_Data for analysis_.
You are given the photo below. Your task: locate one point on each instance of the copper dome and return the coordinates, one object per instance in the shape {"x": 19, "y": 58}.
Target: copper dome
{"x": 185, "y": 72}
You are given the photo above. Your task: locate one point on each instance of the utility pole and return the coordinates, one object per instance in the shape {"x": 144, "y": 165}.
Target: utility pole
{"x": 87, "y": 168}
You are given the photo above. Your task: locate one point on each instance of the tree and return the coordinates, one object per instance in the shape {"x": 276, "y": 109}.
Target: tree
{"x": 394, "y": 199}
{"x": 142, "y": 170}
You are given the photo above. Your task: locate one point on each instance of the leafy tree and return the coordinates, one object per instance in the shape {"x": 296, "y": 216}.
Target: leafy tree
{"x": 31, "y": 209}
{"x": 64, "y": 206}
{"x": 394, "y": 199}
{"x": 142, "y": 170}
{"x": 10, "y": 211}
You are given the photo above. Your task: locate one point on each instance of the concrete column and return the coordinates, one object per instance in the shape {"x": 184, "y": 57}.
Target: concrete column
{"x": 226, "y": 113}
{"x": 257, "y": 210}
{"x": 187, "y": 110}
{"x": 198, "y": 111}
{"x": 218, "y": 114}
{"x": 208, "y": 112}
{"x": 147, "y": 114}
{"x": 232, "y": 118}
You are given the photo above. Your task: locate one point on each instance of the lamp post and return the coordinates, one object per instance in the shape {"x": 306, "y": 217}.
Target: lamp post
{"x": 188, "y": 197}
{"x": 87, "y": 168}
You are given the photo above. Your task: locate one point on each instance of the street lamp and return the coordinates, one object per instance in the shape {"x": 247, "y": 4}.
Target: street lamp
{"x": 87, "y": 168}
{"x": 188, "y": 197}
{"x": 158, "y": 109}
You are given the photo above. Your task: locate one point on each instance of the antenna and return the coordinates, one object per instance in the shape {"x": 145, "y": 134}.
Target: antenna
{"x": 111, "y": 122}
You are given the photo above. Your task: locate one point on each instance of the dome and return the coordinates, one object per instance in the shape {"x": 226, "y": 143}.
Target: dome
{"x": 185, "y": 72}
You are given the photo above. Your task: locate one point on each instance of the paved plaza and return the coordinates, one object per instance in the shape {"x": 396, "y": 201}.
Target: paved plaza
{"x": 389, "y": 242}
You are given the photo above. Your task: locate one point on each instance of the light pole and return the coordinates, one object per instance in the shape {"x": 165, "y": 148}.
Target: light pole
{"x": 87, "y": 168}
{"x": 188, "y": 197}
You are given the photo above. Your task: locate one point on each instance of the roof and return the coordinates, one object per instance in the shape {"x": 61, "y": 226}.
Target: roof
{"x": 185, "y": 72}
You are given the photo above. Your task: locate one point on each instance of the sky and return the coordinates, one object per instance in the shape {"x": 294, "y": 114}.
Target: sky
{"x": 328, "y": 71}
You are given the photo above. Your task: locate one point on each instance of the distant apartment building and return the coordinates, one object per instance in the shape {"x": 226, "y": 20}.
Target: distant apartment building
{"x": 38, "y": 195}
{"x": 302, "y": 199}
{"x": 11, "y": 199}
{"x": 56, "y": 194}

_Task statement_. Would you copy the data exactly as shown above?

_Completed exercise_.
You are given the photo below. Your task: locate one point on each instance of the copper dome and return the coordinates, one object per instance in the shape {"x": 19, "y": 58}.
Target: copper dome
{"x": 185, "y": 72}
You are given the photo above. Your task: locate one point on each instance of the utility pole and return the coordinates, one object per instance in the shape {"x": 144, "y": 165}.
Target: utility pole
{"x": 87, "y": 168}
You are given the photo above. Your task: locate one point on each instance of the tree and return the coordinates, one object per instance in the shape {"x": 276, "y": 109}.
Target: tree
{"x": 394, "y": 199}
{"x": 142, "y": 170}
You are given the photo above. Your task: locate one point on each instance of the leafy tree and return the coordinates, one object per instance in the shape {"x": 296, "y": 216}.
Target: leafy tree
{"x": 31, "y": 209}
{"x": 64, "y": 206}
{"x": 394, "y": 199}
{"x": 142, "y": 170}
{"x": 10, "y": 211}
You are given the photo above. Your task: locate one point on each instance of the concrete column and return the coordinates, one object per instance in the shape {"x": 184, "y": 57}.
Target: concrete column
{"x": 226, "y": 113}
{"x": 257, "y": 210}
{"x": 187, "y": 110}
{"x": 198, "y": 111}
{"x": 218, "y": 114}
{"x": 208, "y": 112}
{"x": 147, "y": 114}
{"x": 232, "y": 118}
You are given the photo above. Your task: locate one point on each instance of the lamp post and return the coordinates, one object per instance in the shape {"x": 306, "y": 217}.
Target: lamp post
{"x": 188, "y": 197}
{"x": 87, "y": 168}
You are given the photo above. Your task: locate one point on each instance of the street lamp and return the coordinates, one object per instance in the shape {"x": 247, "y": 4}.
Target: street lamp
{"x": 87, "y": 168}
{"x": 188, "y": 197}
{"x": 158, "y": 109}
You are given the photo above. Your task: locate one point on each instance of the antenna and return the coordinates, one object per instance in the shape {"x": 145, "y": 134}.
Target: antenna
{"x": 111, "y": 122}
You are given the photo above. Your task: locate one point on each instance of the dome and return the coordinates, one object per instance in the shape {"x": 226, "y": 143}.
Target: dome
{"x": 185, "y": 72}
You are given the photo above. Your task: locate one point on each instance of the paved plaza and return the coordinates, one object per instance in the shape {"x": 396, "y": 201}.
Target: paved plaza
{"x": 389, "y": 242}
You are given the photo above. Your task: locate one point on each instance of the light pole and return the coordinates, one object per instance in the shape {"x": 165, "y": 148}.
Target: light pole
{"x": 87, "y": 168}
{"x": 188, "y": 197}
You are given the photo above. Your task: locate one point on each instance of the roof and return the coordinates, one object per instance in the shape {"x": 61, "y": 226}.
Target: roof
{"x": 185, "y": 72}
You are given the photo above. Your task: locate one point on each instance of the sky and return the coordinates, one object per instance in the shape {"x": 294, "y": 114}.
Target: sky
{"x": 328, "y": 71}
You are given the photo above. Your task: locate one point on each instance of the distant apartment building and return the coordinates, one object per instance in the shape {"x": 226, "y": 20}.
Target: distant apartment building
{"x": 38, "y": 195}
{"x": 302, "y": 199}
{"x": 11, "y": 199}
{"x": 56, "y": 194}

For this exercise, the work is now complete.